_Exercise task A:_
Using the PyErrata passage below, explain in one to three sentences why the existing load-list database class methods won't help with the verify scripts.
_Exercise task B:_
Print the section of the PyErrata passage below starting at "Let's wrap up" and ending at "of executable pseudocode.".

_Excerpted passage:_
::::::::::

Note that the verifycommon module helps ensure that records are marked consistently and avoids some redundancy. However, the file and shelve verify scripts still look very similar; it might be better to further generalize the notion of database update scans by moving this logic into the storage-specific database interface classes shown earlier.

Short of doing so, there is not much we can do about the scan-logic redundancy or storage-structure dependencies of the file and shelve verify scripts. The existing load-list database class methods won't help, because they don't provide the generated filename and shelve key details we need to rewrite records here. To make the administrative tools more robust, some database class redesign would probably be in order -- which seems as good a segue to the next section as any.

14.8 Designing for Reuse and Growth

I admit it: PyErrata may be thrifty, but it's also a bit self-centered. The database interfaces presented in the prior sections work as planned and serve to separate all database processing from CGI scripting details. But as shown in this book, these interfaces aren't as generally reusable as they could be; moreover, they are not yet designed to scale up to larger database applications.

Let's wrap up this chapter by donning our software code review hats for just a few moments and exploring some design alternatives for PyErrata. In this section, I highlight the PyErrata database interface's obstacles to general applicability, not as self-deprecation, but to show how programming decisions can impact reusability.

Something else is going on in this section too. There is more concept than code here, and the code that is here is more like an experimental design than a final product. On the other hand, because that design is coded in Python, it can be run to test the feasibility of design alternatives; as we've seen, Python can be used as a form of executable pseudocode.

::::::::::

_Records shown:_

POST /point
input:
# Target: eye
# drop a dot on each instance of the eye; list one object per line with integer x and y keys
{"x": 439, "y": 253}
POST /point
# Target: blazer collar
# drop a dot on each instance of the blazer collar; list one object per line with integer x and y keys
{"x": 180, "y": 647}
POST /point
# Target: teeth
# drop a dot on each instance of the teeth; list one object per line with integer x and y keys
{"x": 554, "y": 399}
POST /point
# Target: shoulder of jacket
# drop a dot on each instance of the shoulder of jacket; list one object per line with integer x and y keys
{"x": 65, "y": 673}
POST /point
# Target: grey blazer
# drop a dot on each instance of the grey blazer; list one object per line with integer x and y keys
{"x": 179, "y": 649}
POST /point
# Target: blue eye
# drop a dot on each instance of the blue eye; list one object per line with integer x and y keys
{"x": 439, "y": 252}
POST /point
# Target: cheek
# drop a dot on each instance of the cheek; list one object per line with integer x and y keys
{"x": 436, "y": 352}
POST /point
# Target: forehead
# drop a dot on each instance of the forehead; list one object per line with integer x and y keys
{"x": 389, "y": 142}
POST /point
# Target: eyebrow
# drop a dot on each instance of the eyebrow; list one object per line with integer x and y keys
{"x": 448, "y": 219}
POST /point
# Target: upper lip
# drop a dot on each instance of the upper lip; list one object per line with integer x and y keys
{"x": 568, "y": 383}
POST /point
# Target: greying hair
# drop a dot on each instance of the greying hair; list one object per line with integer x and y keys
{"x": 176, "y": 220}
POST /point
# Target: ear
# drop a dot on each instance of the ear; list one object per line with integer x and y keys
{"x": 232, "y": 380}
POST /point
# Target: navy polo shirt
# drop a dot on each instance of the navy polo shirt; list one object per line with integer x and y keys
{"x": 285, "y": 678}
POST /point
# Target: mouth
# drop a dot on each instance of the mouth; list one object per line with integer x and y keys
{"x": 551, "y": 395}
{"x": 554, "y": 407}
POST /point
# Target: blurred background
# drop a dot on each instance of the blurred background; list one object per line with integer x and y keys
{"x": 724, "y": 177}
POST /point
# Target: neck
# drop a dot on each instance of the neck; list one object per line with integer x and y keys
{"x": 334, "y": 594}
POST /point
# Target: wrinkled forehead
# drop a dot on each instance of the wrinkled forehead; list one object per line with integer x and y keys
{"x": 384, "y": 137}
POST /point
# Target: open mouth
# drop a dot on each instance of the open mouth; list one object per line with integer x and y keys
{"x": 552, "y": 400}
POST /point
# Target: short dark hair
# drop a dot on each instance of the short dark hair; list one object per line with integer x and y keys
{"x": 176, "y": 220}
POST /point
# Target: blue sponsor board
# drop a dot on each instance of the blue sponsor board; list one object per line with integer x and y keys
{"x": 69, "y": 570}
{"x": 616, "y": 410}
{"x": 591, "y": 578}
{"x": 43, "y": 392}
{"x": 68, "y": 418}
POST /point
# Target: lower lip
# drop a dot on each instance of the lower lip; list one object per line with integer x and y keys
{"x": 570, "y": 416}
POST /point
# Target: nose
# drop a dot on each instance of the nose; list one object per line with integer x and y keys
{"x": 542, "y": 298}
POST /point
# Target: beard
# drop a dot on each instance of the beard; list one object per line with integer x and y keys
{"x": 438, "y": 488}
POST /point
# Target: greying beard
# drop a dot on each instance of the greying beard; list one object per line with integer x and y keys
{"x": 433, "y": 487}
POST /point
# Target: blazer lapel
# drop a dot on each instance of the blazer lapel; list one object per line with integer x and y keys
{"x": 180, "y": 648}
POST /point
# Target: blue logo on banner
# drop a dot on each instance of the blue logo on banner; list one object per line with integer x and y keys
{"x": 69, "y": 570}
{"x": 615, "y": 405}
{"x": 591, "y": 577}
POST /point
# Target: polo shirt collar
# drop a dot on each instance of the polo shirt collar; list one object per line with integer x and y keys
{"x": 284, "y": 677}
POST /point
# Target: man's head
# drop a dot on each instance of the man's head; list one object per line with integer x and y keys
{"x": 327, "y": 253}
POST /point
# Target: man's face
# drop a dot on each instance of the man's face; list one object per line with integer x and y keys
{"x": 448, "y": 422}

::::::::::

_Written reply A:_
They don't provide the generated filename and shelve key details needed to rewrite records in the file and shelve verify scripts. That leaves the scan-logic redundancy and storage-structure dependencies of those scripts largely unaddressed.

_Written reply B:_
Let's wrap up this chapter by donning our software code review hats for just a few moments and exploring some design alternatives for PyErrata. In this section, I highlight the PyErrata database interface's obstacles to general applicability, not as self-deprecation, but to show how programming decisions can impact reusability.

Something else is going on in this section too. There is more concept than code here, and the code that is here is more like an experimental design than a final product. On the other hand, because that design is coded in Python, it can be run to test the feasibility of design alternatives; as we've seen, Python can be used as a form of executable pseudocode.